Your task
Give back every line exactly as it appears, pictures excluded.

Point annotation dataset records
+---+
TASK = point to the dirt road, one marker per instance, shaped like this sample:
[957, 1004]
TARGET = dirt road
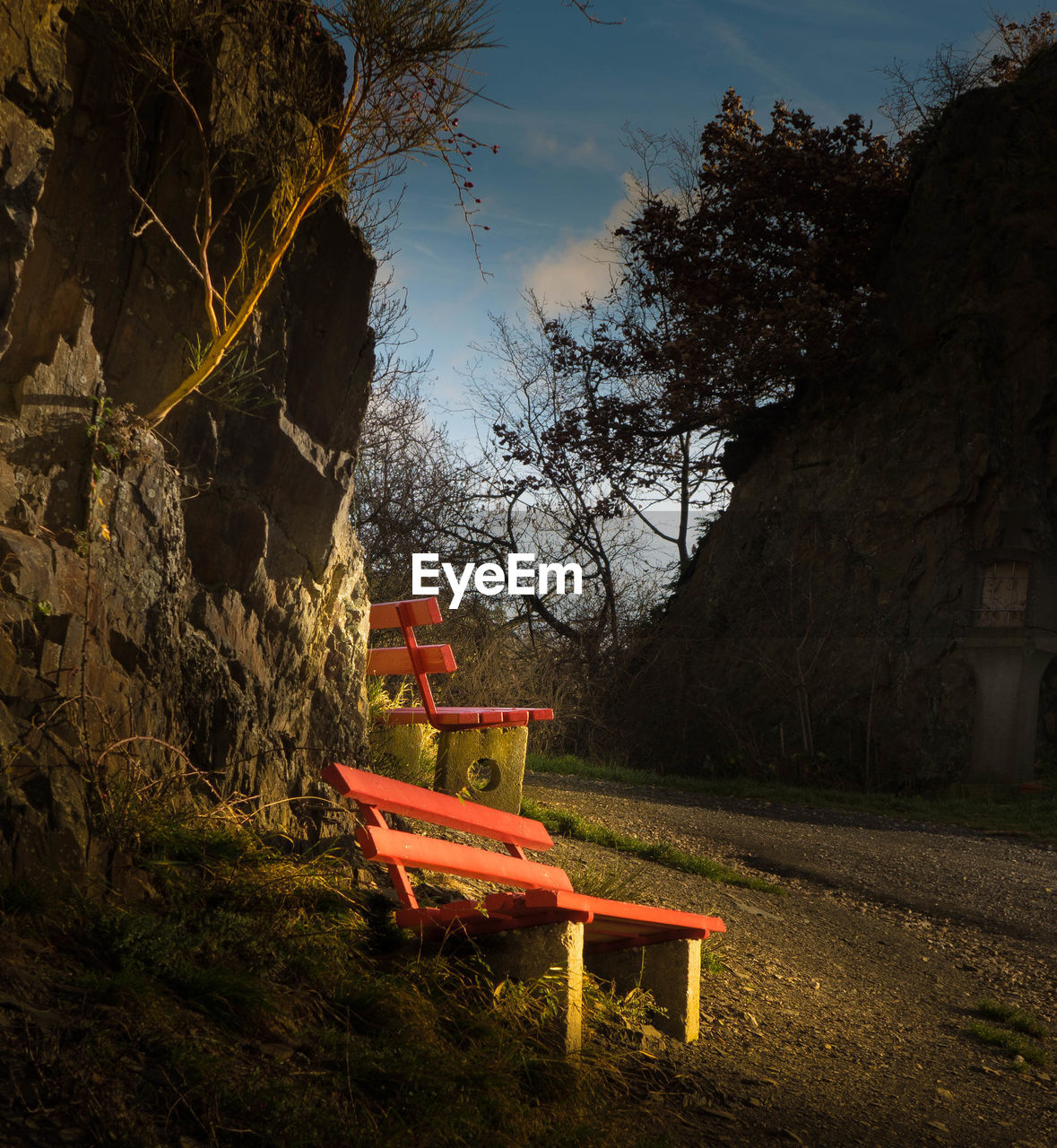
[841, 1009]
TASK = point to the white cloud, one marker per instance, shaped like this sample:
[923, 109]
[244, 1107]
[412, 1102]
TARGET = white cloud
[544, 147]
[580, 265]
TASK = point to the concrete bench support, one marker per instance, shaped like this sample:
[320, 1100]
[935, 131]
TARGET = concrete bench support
[487, 761]
[554, 952]
[671, 971]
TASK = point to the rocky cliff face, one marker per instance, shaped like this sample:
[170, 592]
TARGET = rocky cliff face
[828, 602]
[201, 588]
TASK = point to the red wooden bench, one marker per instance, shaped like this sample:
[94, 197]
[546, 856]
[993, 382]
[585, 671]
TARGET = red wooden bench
[591, 929]
[422, 660]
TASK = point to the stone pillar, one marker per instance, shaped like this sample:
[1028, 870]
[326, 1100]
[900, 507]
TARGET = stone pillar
[671, 971]
[487, 761]
[1007, 709]
[402, 752]
[552, 952]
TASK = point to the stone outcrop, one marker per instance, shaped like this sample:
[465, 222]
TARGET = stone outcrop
[202, 587]
[822, 630]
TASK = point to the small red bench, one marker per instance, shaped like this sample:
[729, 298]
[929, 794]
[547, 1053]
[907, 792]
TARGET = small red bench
[603, 934]
[420, 661]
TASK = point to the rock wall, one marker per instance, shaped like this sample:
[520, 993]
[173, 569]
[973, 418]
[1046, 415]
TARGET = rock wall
[201, 587]
[819, 632]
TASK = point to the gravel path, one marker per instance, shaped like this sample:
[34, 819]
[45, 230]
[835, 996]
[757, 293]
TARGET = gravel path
[840, 1013]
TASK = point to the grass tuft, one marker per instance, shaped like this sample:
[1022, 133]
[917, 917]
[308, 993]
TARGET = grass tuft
[1015, 1017]
[258, 990]
[1013, 1042]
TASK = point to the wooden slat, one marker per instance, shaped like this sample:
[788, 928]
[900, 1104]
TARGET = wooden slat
[605, 910]
[443, 718]
[438, 808]
[416, 852]
[385, 615]
[437, 659]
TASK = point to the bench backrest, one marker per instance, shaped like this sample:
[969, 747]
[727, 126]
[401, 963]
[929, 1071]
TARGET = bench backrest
[410, 658]
[376, 795]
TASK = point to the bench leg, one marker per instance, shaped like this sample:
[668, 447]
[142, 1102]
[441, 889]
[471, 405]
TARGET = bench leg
[554, 952]
[671, 971]
[487, 761]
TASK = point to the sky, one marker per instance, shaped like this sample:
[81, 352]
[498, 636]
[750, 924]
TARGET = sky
[562, 91]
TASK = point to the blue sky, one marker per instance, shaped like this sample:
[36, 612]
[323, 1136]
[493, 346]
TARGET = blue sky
[564, 90]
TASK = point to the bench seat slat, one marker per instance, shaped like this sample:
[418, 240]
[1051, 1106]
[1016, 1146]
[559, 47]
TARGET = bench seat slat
[385, 615]
[622, 911]
[454, 716]
[409, 800]
[437, 659]
[417, 852]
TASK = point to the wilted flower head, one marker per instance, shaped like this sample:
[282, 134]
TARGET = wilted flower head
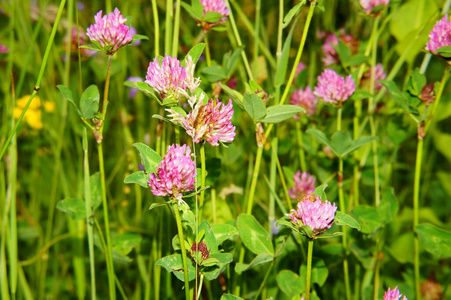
[379, 74]
[304, 184]
[110, 31]
[393, 294]
[219, 6]
[333, 88]
[332, 40]
[312, 211]
[209, 122]
[369, 5]
[305, 99]
[175, 174]
[440, 36]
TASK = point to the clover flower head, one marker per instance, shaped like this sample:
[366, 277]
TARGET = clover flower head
[393, 294]
[379, 74]
[440, 35]
[332, 40]
[219, 6]
[4, 49]
[313, 212]
[175, 174]
[369, 5]
[167, 78]
[304, 184]
[110, 31]
[209, 122]
[333, 88]
[305, 99]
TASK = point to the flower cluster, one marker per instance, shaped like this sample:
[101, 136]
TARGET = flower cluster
[369, 5]
[393, 294]
[379, 74]
[305, 99]
[333, 88]
[110, 31]
[219, 6]
[313, 212]
[209, 122]
[332, 40]
[175, 174]
[440, 36]
[303, 185]
[170, 79]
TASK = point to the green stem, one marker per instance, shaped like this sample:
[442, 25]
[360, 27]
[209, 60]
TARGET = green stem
[182, 247]
[202, 180]
[416, 204]
[250, 199]
[38, 81]
[207, 49]
[343, 209]
[297, 59]
[168, 25]
[156, 24]
[175, 41]
[371, 113]
[262, 285]
[200, 286]
[108, 251]
[300, 147]
[238, 40]
[309, 269]
[88, 205]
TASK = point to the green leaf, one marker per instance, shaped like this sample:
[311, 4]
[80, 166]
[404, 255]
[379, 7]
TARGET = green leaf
[124, 243]
[224, 232]
[435, 240]
[444, 51]
[212, 17]
[89, 102]
[230, 297]
[223, 260]
[214, 73]
[195, 53]
[189, 9]
[290, 283]
[368, 217]
[173, 263]
[96, 190]
[279, 113]
[149, 158]
[396, 94]
[74, 207]
[321, 191]
[254, 106]
[343, 219]
[257, 261]
[319, 271]
[292, 12]
[236, 96]
[67, 94]
[254, 236]
[139, 177]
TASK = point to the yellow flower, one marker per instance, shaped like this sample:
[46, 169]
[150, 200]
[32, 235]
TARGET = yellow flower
[33, 115]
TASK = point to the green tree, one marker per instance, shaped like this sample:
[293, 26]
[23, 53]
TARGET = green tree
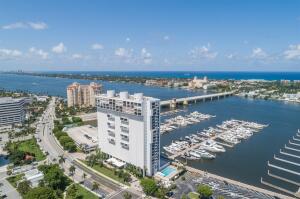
[83, 176]
[40, 193]
[72, 170]
[61, 159]
[55, 178]
[161, 193]
[72, 192]
[205, 191]
[23, 187]
[149, 186]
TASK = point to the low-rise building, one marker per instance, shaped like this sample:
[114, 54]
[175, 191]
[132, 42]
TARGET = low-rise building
[85, 137]
[128, 129]
[34, 176]
[198, 83]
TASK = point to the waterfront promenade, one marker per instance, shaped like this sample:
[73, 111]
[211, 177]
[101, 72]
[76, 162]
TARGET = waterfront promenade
[247, 186]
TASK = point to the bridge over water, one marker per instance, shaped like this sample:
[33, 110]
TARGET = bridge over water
[201, 98]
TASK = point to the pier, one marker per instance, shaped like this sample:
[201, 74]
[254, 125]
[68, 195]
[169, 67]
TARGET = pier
[187, 100]
[247, 186]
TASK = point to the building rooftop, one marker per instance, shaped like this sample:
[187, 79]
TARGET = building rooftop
[9, 100]
[84, 135]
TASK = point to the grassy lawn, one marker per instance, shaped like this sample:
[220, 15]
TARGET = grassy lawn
[84, 193]
[32, 147]
[108, 172]
[193, 195]
[14, 179]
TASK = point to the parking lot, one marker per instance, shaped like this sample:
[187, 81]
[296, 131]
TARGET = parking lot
[229, 191]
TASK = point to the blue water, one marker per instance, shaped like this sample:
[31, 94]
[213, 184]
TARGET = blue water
[190, 74]
[247, 161]
[3, 160]
[167, 171]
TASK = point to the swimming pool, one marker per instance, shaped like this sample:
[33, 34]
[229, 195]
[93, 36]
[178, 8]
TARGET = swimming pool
[167, 171]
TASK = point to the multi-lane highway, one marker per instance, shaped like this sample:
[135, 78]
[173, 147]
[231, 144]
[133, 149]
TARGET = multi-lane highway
[48, 143]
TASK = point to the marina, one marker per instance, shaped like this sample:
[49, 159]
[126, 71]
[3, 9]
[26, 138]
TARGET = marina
[181, 121]
[285, 169]
[207, 143]
[283, 120]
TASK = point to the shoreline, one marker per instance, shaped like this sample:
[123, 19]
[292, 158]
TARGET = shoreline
[238, 183]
+---+
Response to the exercise
TASK = point to the dirt road, one marker per instance, shaped like this sample:
[957, 1004]
TARGET = dirt road
[841, 1009]
TASK = point to the white cloud, one marker per instance, shaped like this sample:
[923, 109]
[244, 1107]
[412, 1102]
TARGET = white cloud
[544, 147]
[580, 265]
TASK = point to the concrete bench support, one marker per instance, shaped like this sample:
[320, 1100]
[935, 131]
TARGET = concrete bench support
[487, 761]
[554, 952]
[671, 971]
TASK = point to the rocky cliff face, one marker per instance, shaped like this sample:
[170, 592]
TARGET = rocky cliff face
[828, 602]
[201, 588]
TASK = point to the red wooden bench, one marker per instance, shaped like this sample:
[94, 197]
[546, 856]
[993, 382]
[585, 671]
TARGET = red wooden bench
[591, 929]
[422, 660]
TASK = point to the stone pillar, one marker per instance, shaped like this sample:
[1028, 870]
[326, 1100]
[900, 507]
TARGET = stone pillar
[671, 971]
[487, 761]
[1007, 709]
[402, 752]
[552, 952]
TASK = point to the stone outcrop, one marker per instance, shaped like this sample:
[465, 222]
TARGET = stone outcrop
[202, 587]
[822, 630]
TASK = point to the small red bench, one marker per instance, shaped like this sample:
[729, 298]
[929, 794]
[547, 1053]
[907, 792]
TARGET = small red bench
[603, 934]
[420, 661]
TASK = point to the rock wall, one marker per instance, shaped like this sample:
[520, 993]
[173, 569]
[973, 418]
[1046, 415]
TARGET = rock wall
[201, 587]
[819, 632]
TASK = point to the gravel path, one marker per instance, shaped like this sample:
[34, 819]
[45, 230]
[835, 996]
[757, 293]
TARGET = gravel path
[840, 1013]
TASK = point to the grass tuft, one marker per instance, shaped like this sample:
[1022, 133]
[917, 917]
[308, 993]
TARGET = grass tuft
[1015, 1017]
[258, 990]
[1013, 1042]
TASK = point to the wooden slat, one marker per instance, shaped like this sample:
[788, 928]
[900, 1104]
TARGET = wooden slat
[605, 910]
[443, 718]
[438, 808]
[416, 852]
[385, 615]
[437, 659]
TASK = point to the bench backrest, one marker per instance, shaped like this sample:
[969, 747]
[727, 126]
[401, 963]
[929, 1071]
TARGET = bench backrest
[410, 658]
[376, 795]
TASK = point to the bench leg, one marker per instance, shaped like this sample:
[668, 447]
[142, 1102]
[441, 889]
[471, 405]
TARGET = bench leg
[554, 952]
[671, 971]
[487, 761]
TASK = point to the sky, one marker per instance, shaped like this sample:
[81, 352]
[498, 636]
[750, 924]
TARGET = sky
[562, 91]
TASK = point to the blue sky, one marker per instance, shaped like this sample:
[36, 612]
[323, 1136]
[493, 346]
TARGET = blue sky
[564, 90]
TASK = point to the bench seat slat, one marker per instance, shaped like this sample:
[418, 240]
[1051, 1106]
[1016, 1146]
[559, 47]
TARGET = bench seat slat
[385, 615]
[622, 911]
[454, 716]
[409, 800]
[437, 659]
[417, 852]
TASK = point to the wilted flower head, one marker per instance, shaped like this sample:
[282, 134]
TARGET = wilted flower head
[379, 74]
[304, 184]
[110, 31]
[393, 294]
[219, 6]
[333, 88]
[332, 40]
[312, 211]
[209, 122]
[369, 5]
[305, 99]
[175, 174]
[440, 36]
TASK = point to the clover flower head, one marker per instance, shaped like this sample:
[366, 277]
TARGET = clover flower head
[393, 294]
[379, 74]
[440, 35]
[332, 40]
[219, 6]
[4, 49]
[313, 212]
[175, 174]
[369, 5]
[167, 78]
[304, 184]
[110, 31]
[209, 122]
[333, 88]
[305, 99]
TASK = point to the flower cluster, one marker per instance, shaped like this sample:
[101, 136]
TARGET = flower cluster
[369, 5]
[393, 294]
[379, 74]
[305, 99]
[333, 88]
[110, 31]
[219, 6]
[313, 212]
[209, 122]
[332, 40]
[175, 174]
[440, 36]
[303, 185]
[170, 79]
TASK = point to the green stem, one marker per instance, shaped like this sample:
[442, 25]
[360, 27]
[209, 60]
TARGET = green stem
[182, 247]
[202, 180]
[416, 204]
[250, 199]
[38, 81]
[207, 49]
[343, 209]
[297, 59]
[168, 25]
[156, 24]
[175, 41]
[371, 113]
[262, 285]
[200, 286]
[108, 251]
[300, 147]
[238, 40]
[309, 269]
[88, 205]
TASK = point to the green leaf, one marker per instance, shaped like this sample:
[311, 4]
[80, 166]
[404, 255]
[379, 7]
TARGET = green leaf
[124, 243]
[224, 232]
[435, 240]
[444, 51]
[212, 17]
[89, 102]
[230, 297]
[223, 260]
[214, 73]
[195, 53]
[189, 9]
[290, 283]
[368, 217]
[173, 263]
[96, 190]
[279, 113]
[149, 158]
[396, 94]
[74, 207]
[321, 191]
[254, 106]
[343, 219]
[257, 261]
[319, 271]
[292, 12]
[236, 96]
[67, 94]
[254, 236]
[139, 177]
TASK = point to the yellow flower, one marker per instance, shaped like this sample:
[46, 169]
[150, 200]
[32, 235]
TARGET = yellow flower
[33, 115]
TASK = point to the green tree, one marker per instance, shaped like this sample:
[293, 26]
[23, 53]
TARGET = green tree
[83, 176]
[40, 193]
[72, 170]
[61, 159]
[55, 178]
[161, 193]
[72, 192]
[205, 191]
[23, 187]
[149, 186]
TASK = point to the low-rise building, one marker per instance, shaped like this sample:
[114, 54]
[175, 191]
[132, 42]
TARGET = low-rise building
[85, 137]
[128, 129]
[34, 176]
[198, 83]
TASK = point to the waterfront promenade, one marker per instance, shaped like this sample:
[73, 111]
[211, 177]
[101, 72]
[76, 162]
TARGET = waterfront promenade
[247, 186]
TASK = point to the bridge over water, one marker per instance, shaped like this sample:
[33, 110]
TARGET = bridge over water
[201, 98]
TASK = point to the pier, one marker per instance, shaped like this sample:
[201, 74]
[254, 125]
[68, 195]
[169, 67]
TARGET = pier
[187, 100]
[247, 186]
TASK = point to the building rooftop, one marker per instance, shaped like this sample:
[187, 79]
TARGET = building rooftop
[9, 100]
[84, 135]
TASK = point to the grassy lawn, one marker per instance, shaped like this sample:
[220, 15]
TARGET = grassy lawn
[84, 193]
[32, 147]
[108, 172]
[193, 195]
[14, 179]
TASK = point to the parking lot, one marker per instance, shaped like this sample:
[187, 81]
[296, 131]
TARGET = parking lot
[229, 191]
TASK = point to the blue water, one marker per instance, shaped like this sample:
[31, 94]
[213, 184]
TARGET = blue water
[190, 74]
[247, 161]
[3, 160]
[167, 171]
TASK = point to the swimming pool, one marker per instance, shaped like this sample:
[33, 34]
[229, 195]
[93, 36]
[178, 8]
TARGET = swimming pool
[167, 171]
TASK = point to the multi-lane highway, one marker per instance, shaped like this sample:
[135, 78]
[173, 147]
[231, 144]
[133, 149]
TARGET = multi-lane highway
[48, 143]
TASK = point to the marina, one marker per instance, shaped like this sample:
[49, 159]
[126, 71]
[3, 9]
[26, 138]
TARGET = marina
[181, 121]
[285, 169]
[207, 143]
[283, 120]
TASK = point to the shoreline, one marker per instance, shaped like this sample:
[123, 19]
[292, 158]
TARGET = shoreline
[238, 183]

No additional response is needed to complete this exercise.